§ **課題 A**:
提供データの行のうち、「In this exercise you will indicate the green」を含む行から始まり、「[(349, 656)]」を含む行で終わる部分を、両端の行も含めてそのまま書き写してください。

§ **読解用文章**:
+ + + + +

クイーンコーラル8。和泊港にて。 |
入港した船は、予想よりもずっと大きかった。
クイーンコーラル8。
全長141m、全幅20m。
なるほど、奄美の島々の生活は、この船によって物資が届けられ、成り立つのだと悟った。
積み荷が多くて、到着時間が遅くなったという。
同様に、積み荷を降ろすのにも時間がかかった。
10時20分くらいに、ようやく乗船の許可が下りた。
「2等客船、沖永良部島で下りる方は、奥の部屋までお進みください。那覇まで行く方は、その手前です~。」
奥の部屋に進むと、客席は全くなく、寝床が200くらいあり、枕と掛布団がずらっと並んでいた。
自分は、徳之島の亀徳から沖永良部の和泊(わどまり)までしか行かないが、鹿児島港から、沖縄まで12時間かけて進むフェリーである。
船内で、一泊する人もいるのだ。
亀徳から那覇に着くのも、明朝である。
私は視野が狭い。
即座に理解するには、少し時間がかかった。
前夜は遅くまで歓迎を受けた。
少し横になることにした。
しかしながら、30分もすると、揺れが気になるようになり、寝ていられなくなった。
ノートPCを開いて、仕事をしようとも思ったが、なおさら気持ちが悪い。

+ + + + +

§ **提供データ**:
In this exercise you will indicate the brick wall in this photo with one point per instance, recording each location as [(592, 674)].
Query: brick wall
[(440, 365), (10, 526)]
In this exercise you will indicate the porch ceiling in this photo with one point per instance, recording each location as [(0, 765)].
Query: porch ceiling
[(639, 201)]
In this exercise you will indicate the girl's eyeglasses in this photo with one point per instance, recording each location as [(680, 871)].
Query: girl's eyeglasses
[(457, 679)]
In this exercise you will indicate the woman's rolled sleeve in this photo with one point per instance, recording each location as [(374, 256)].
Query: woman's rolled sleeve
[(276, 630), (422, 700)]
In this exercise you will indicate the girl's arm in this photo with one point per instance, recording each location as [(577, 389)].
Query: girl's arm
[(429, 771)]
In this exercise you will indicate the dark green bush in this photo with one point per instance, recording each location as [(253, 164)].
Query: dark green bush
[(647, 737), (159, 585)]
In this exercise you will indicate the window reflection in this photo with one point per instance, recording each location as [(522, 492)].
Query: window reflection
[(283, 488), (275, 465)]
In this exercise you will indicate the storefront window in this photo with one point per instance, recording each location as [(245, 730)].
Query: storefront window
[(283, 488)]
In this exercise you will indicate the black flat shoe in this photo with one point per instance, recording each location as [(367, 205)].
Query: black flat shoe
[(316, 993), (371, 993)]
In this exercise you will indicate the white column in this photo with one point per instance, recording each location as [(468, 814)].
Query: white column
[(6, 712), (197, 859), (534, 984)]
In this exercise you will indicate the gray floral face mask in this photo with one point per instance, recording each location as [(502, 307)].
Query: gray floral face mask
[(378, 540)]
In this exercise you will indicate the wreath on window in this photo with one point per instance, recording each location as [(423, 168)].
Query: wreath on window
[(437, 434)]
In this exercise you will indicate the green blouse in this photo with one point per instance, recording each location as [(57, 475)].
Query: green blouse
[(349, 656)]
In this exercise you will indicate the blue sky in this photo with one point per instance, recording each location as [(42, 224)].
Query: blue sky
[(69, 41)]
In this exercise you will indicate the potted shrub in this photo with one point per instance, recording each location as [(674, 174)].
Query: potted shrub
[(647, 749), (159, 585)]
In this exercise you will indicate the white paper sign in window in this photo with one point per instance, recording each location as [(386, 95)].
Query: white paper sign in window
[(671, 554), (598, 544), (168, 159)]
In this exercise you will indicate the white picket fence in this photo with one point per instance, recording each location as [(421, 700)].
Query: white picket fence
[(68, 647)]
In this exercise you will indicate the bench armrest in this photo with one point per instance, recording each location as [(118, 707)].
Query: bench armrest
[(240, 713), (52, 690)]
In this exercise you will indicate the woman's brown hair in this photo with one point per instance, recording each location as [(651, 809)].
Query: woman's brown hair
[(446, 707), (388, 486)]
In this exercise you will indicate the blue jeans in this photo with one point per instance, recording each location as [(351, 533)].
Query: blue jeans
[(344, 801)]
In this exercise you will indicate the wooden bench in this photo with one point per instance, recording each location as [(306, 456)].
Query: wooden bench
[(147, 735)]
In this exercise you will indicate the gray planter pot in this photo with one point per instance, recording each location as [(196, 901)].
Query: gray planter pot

+ + + + +

§ **課題 B**:
フェリーの乗船記に基づき、次の問いに答えてください。
(i) クイーンコーラル8の全長と全幅はそれぞれいくらですか。
(ii) 乗船の許可が下りたのは何時ごろですか。
(iii) 奥の部屋には寝床がいくつくらいありましたか。

§ **解答例 A**:
In this exercise you will indicate the green blouse in this photo with one point per instance, recording each location as [(57, 475)].
Query: green blouse
[(349, 656)]

§ **解答例 B**:
(i) 全長141m、全幅20mです。
(ii) 10時20分くらいです。
(iii) 200くらいです。